Translate this sentence from the review of The Dyatlov Pass Mystery into Spanish: "Their tent appears to have been cut open from the inside."

> [TEXT TO READ]:
....
The Dyatlov Pass Mystery by Cédric Mayen and Jandro González

First published in France in 2023; published in translation by Europe Comics on December 27, 2023

The Dyatlov Pass Mystery is a graphic retelling of events that have no satisfactory explanation. In early February 1959, ten experienced hikers went to Mount Otorten in the Urals. Two were women. Nine hikers vanished, including their leader, Igor Dyatlov. Only Yuri Yudin returned. Prosecutor Lev Ivanov is assigned to solve the mystery, although it is clear that the KGB is in charge.

Yudin has a back injury that prevents him from continuing with the other members of the expedition. He accompanies the hikers as far as an abandoned mine, the first stop in their trek. Yudin searches the mine for minerals, then returns to the university with their driver.

Ivanov brings Yudin and some KGB agents to the place where Yudin last saw the hikers. They follow a path and find the place where the missing hikers camped. Their tent appears to have been cut open from the inside. They left their boots and other gear in the tent. Did something frighten the hikers?

The searchers begin to find bodies. Some are mutilated. Others died of hypothermia. There are burns and blast marks on nearby trees. Some bodies show signs of radiation exposure. Did military tests contribute to the deaths? Did the hikers encounter aliens with powerful weapons? The military won’t let Ivanov conduct a proper investigation. He wonders if the army is covering up the truth. Ivanov can only conclude that the hikers encountered a “sudden overwhelming force” that he cannot explain.

Ivanov poses questions that can’t be answered with certainty. What caused the hikers to cut a hole in their tent and abandon their boots and gear in below-freezing weather? Why did they split into three groups? Why did some hikers suffer broken bones (as if they had been in a traffic accident) while others did not? Why did some suffer from radiation burns while others did not?

The graphic novel alternates an imagined version of Ivanov’s investigation with an imagined version of the hikers’ journey, up to the point where they made their final camp. The story explores the possibility of jealousy (seven men and only two women) and conflict, but it doesn’t venture a guess as to the cause of the nine deaths.

After the story finishes, a lengthy narrative brings together facts and theories that proffer solutions to the mystery. The most promising solutions involve geotechnical engineering and equations, coupled with a certain amount of speculation. I’ll leave it to scientists to evaluate the theories. Military shenanigans and aliens are more interesting, but the current prevailing theory might be more plausible.

The graphic novel, on the other hand, I can evaluate as a fan of graphic literature. The story is detailed and compelling. It made me feel cold. It captured the frustration of an investigator who can’t find the truth and the fear of people who are confronted with a crisis. To my untrained eye, the art isn’t anything special but it helps tell the story, which is what art should accomplish in a graphic novel.
....
> [Dataset records]:
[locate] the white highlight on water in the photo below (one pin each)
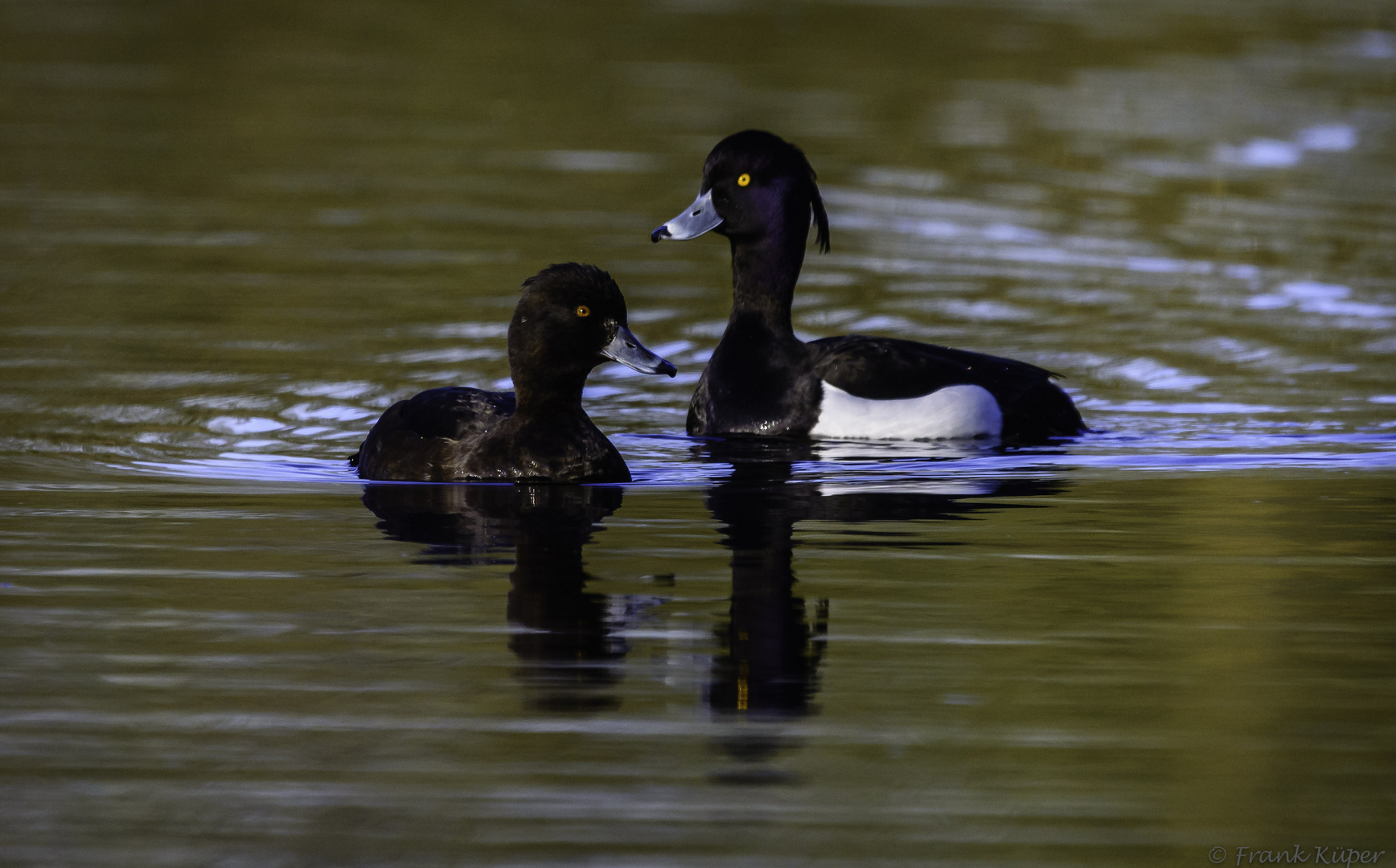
(952, 412)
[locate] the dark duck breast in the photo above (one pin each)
(760, 191)
(569, 320)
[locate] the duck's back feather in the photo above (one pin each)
(888, 369)
(455, 412)
(417, 440)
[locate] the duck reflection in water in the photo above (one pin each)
(766, 669)
(570, 648)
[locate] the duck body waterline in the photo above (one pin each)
(760, 191)
(570, 318)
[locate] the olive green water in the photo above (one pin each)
(232, 233)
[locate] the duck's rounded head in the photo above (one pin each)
(570, 318)
(753, 182)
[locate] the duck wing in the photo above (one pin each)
(455, 412)
(887, 369)
(415, 439)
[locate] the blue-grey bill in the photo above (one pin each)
(694, 221)
(629, 350)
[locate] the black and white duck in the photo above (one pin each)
(569, 320)
(760, 191)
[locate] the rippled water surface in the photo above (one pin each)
(231, 235)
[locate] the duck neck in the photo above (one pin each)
(548, 394)
(764, 271)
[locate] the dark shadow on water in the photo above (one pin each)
(771, 644)
(565, 637)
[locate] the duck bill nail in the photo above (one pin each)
(694, 221)
(627, 349)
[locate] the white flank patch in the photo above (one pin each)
(954, 412)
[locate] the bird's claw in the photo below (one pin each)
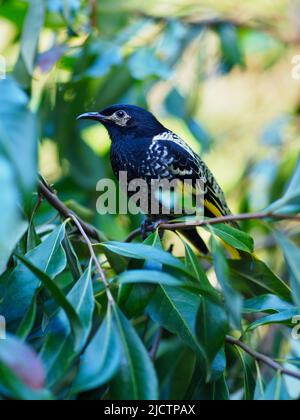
(148, 226)
(145, 228)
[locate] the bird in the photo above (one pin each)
(143, 147)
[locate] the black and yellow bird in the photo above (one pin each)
(147, 150)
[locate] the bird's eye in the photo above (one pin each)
(120, 114)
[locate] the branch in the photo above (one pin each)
(215, 22)
(262, 358)
(215, 221)
(46, 192)
(94, 257)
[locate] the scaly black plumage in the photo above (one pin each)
(144, 148)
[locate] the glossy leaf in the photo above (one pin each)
(292, 257)
(22, 283)
(176, 310)
(136, 378)
(101, 358)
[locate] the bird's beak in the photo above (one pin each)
(92, 116)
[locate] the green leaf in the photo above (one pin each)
(59, 348)
(276, 390)
(233, 300)
(151, 276)
(231, 49)
(28, 321)
(31, 32)
(249, 380)
(21, 284)
(143, 64)
(194, 266)
(136, 378)
(289, 203)
(292, 258)
(234, 237)
(266, 303)
(101, 358)
(201, 390)
(17, 121)
(12, 228)
(284, 317)
(145, 252)
(58, 297)
(212, 327)
(176, 310)
(255, 278)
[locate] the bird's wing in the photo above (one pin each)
(182, 163)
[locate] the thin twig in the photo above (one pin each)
(154, 349)
(215, 22)
(93, 5)
(215, 221)
(64, 211)
(94, 257)
(262, 358)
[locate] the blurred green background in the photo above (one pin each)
(219, 73)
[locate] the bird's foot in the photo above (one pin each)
(150, 226)
(156, 225)
(145, 228)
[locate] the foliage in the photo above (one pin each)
(70, 336)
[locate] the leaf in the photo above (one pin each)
(255, 278)
(234, 237)
(143, 64)
(150, 276)
(31, 32)
(231, 49)
(284, 317)
(211, 328)
(200, 133)
(101, 358)
(276, 390)
(249, 380)
(233, 300)
(195, 268)
(290, 202)
(16, 119)
(145, 252)
(59, 349)
(12, 228)
(266, 303)
(58, 296)
(292, 258)
(21, 284)
(13, 353)
(28, 321)
(201, 390)
(176, 310)
(136, 378)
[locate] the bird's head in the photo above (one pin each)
(126, 120)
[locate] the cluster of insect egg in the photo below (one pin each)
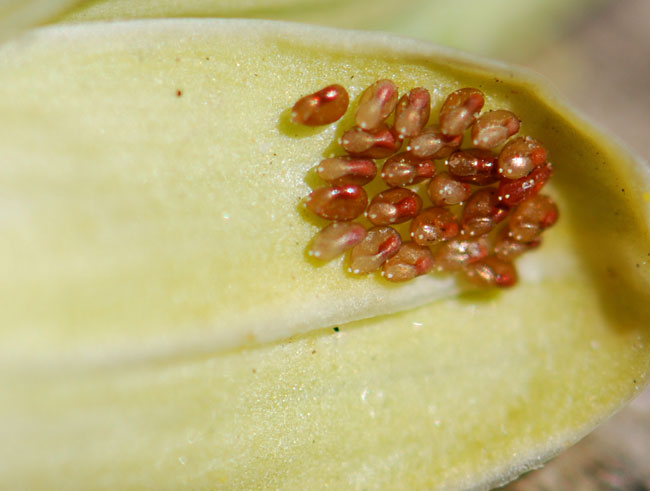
(487, 186)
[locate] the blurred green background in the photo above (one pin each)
(596, 52)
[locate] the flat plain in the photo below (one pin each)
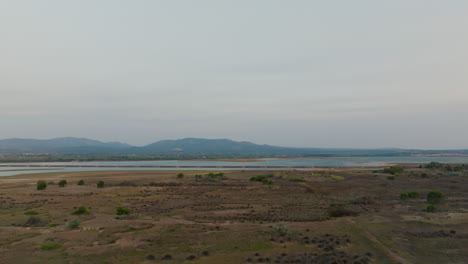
(327, 215)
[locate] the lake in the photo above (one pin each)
(9, 169)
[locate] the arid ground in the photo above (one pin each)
(335, 215)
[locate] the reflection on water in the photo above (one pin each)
(305, 162)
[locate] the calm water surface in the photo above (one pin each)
(309, 162)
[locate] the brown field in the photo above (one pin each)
(336, 215)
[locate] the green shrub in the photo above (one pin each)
(75, 224)
(435, 196)
(122, 210)
(41, 185)
(407, 195)
(262, 178)
(364, 200)
(49, 246)
(434, 165)
(34, 221)
(339, 210)
(100, 184)
(280, 229)
(81, 211)
(297, 180)
(62, 183)
(431, 208)
(394, 170)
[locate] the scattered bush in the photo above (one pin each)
(435, 196)
(431, 208)
(297, 180)
(337, 177)
(120, 210)
(280, 230)
(62, 183)
(394, 170)
(49, 246)
(126, 183)
(34, 221)
(263, 179)
(434, 165)
(81, 211)
(406, 195)
(41, 185)
(166, 257)
(210, 177)
(364, 200)
(75, 224)
(339, 210)
(100, 184)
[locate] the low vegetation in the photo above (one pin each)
(435, 196)
(409, 195)
(297, 180)
(41, 185)
(49, 246)
(81, 211)
(74, 224)
(34, 221)
(62, 183)
(120, 210)
(394, 170)
(100, 184)
(226, 218)
(263, 179)
(431, 208)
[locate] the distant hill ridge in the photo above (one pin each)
(190, 147)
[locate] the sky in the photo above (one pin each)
(303, 73)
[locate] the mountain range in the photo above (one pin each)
(196, 147)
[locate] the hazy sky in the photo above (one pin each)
(309, 73)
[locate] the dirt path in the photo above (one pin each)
(391, 254)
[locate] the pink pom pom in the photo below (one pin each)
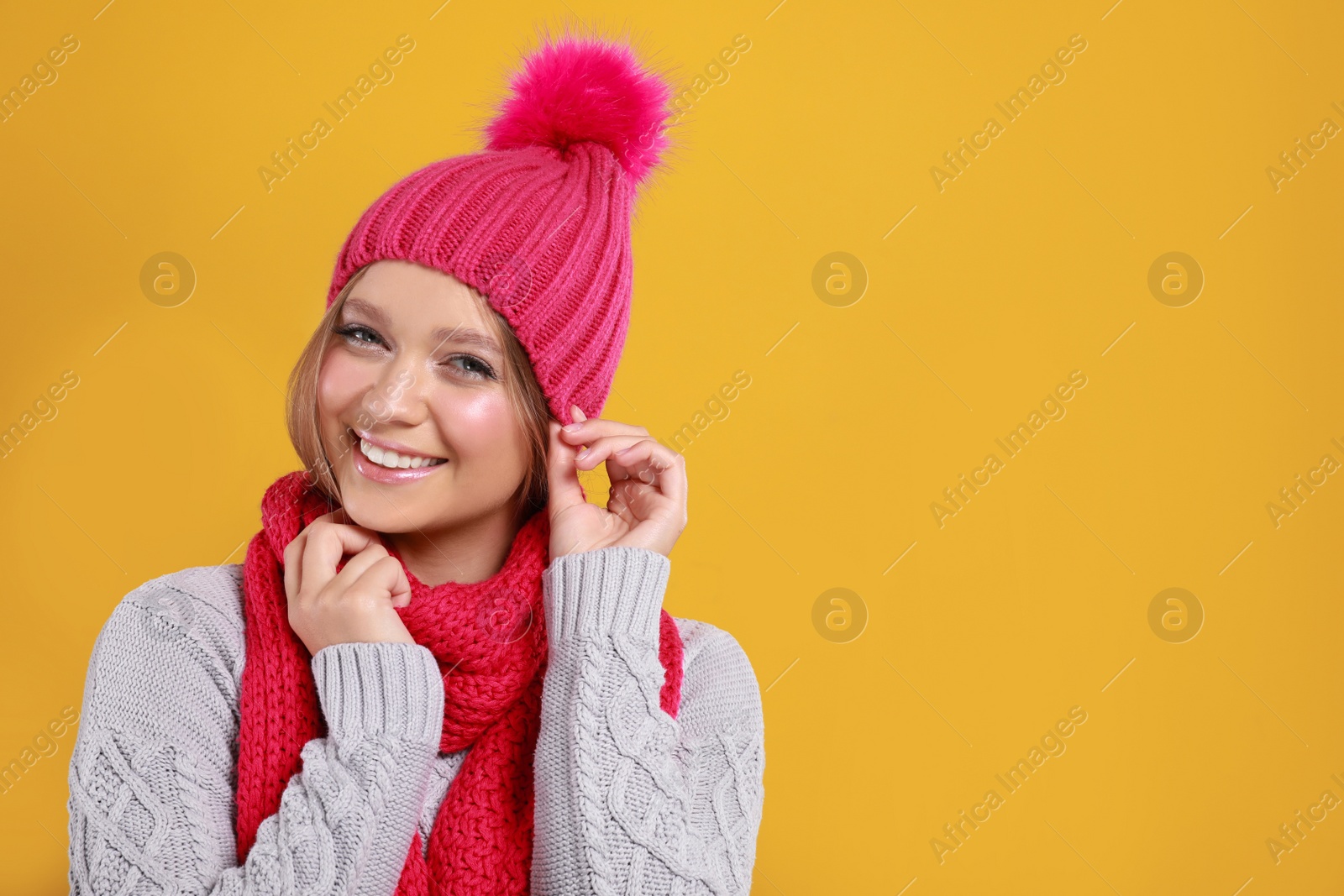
(586, 90)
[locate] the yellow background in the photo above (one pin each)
(1027, 266)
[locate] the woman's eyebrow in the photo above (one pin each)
(461, 333)
(360, 307)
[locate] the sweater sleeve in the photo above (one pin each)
(628, 799)
(152, 773)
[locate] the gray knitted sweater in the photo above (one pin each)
(628, 799)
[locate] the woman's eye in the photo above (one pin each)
(474, 365)
(362, 335)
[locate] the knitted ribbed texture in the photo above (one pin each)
(490, 641)
(539, 222)
(152, 772)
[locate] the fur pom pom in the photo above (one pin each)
(575, 90)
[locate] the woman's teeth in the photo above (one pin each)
(393, 461)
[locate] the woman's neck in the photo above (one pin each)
(468, 553)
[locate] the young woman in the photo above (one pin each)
(441, 669)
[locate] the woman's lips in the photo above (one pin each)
(380, 473)
(389, 476)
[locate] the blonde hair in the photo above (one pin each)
(524, 392)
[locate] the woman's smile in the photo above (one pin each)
(382, 463)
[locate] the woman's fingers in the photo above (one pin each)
(562, 481)
(605, 446)
(651, 465)
(385, 575)
(354, 569)
(596, 427)
(326, 544)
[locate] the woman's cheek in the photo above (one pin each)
(480, 425)
(339, 387)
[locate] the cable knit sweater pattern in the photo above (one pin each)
(628, 799)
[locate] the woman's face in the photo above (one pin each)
(414, 371)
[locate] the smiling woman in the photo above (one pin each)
(396, 333)
(441, 669)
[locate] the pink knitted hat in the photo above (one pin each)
(539, 221)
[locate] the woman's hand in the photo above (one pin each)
(354, 605)
(647, 504)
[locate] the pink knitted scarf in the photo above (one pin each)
(490, 641)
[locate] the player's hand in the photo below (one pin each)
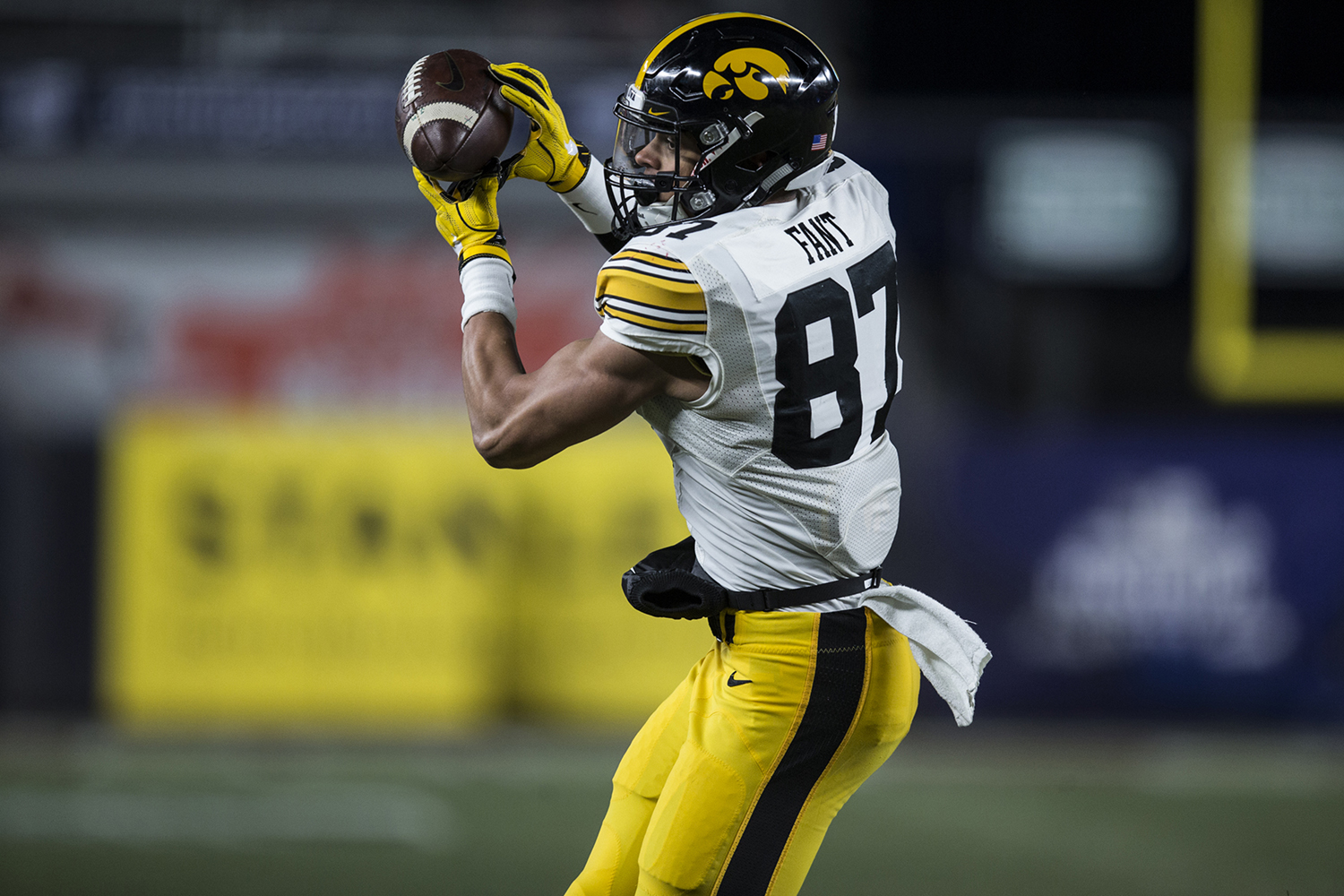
....
> [RESPONSE]: Su tienda de campaña parece haber sido rajada desde dentro.